▶ **Data for this task**:
━━━

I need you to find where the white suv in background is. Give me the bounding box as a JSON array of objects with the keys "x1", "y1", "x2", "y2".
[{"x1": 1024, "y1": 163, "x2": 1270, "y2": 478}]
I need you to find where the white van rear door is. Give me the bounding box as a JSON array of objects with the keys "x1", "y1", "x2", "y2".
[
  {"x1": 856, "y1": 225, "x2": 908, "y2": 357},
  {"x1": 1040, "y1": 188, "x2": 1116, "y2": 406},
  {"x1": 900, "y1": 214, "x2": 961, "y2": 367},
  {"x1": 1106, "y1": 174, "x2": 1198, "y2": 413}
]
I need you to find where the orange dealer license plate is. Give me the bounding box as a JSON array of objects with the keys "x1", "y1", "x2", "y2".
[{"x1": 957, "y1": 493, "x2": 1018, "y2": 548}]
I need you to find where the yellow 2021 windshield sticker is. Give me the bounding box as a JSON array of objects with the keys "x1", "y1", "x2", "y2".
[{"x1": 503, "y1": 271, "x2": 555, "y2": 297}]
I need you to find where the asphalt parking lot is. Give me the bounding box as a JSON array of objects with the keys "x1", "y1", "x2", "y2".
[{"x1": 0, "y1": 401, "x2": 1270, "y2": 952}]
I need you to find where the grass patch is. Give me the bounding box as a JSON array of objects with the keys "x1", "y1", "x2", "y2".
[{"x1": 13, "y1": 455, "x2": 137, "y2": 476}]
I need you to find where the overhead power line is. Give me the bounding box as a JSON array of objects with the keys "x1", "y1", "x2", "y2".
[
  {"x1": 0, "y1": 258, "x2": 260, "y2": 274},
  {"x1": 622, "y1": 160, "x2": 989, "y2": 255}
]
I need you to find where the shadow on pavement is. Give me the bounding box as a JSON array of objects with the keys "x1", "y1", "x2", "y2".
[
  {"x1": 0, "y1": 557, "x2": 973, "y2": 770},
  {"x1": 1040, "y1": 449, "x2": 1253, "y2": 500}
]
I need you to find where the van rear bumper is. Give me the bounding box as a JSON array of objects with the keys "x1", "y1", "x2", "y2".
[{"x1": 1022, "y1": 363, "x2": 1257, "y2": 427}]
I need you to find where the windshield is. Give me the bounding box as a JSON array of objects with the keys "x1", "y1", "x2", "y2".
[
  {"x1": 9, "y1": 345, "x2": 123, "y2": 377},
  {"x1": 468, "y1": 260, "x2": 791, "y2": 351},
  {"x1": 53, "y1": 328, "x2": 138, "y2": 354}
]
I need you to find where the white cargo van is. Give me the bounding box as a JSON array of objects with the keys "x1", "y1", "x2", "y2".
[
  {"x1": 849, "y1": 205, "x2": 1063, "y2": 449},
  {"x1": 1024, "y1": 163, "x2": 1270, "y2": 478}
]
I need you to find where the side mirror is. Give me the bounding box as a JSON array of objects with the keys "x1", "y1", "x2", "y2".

━━━

Find every line in the rows above that contains the string "rear" and copy each one. Matching is case-sensitive.

▶ **Answer to this problem**:
I need you to find where the white van rear door is. Give me the bounding box as a JSON array of objects with the keys "x1", "y1", "x2", "y2".
I need you to find where the van rear bumper is. Give me the bounding box as a JSON array of objects with the keys "x1", "y1", "x2", "y2".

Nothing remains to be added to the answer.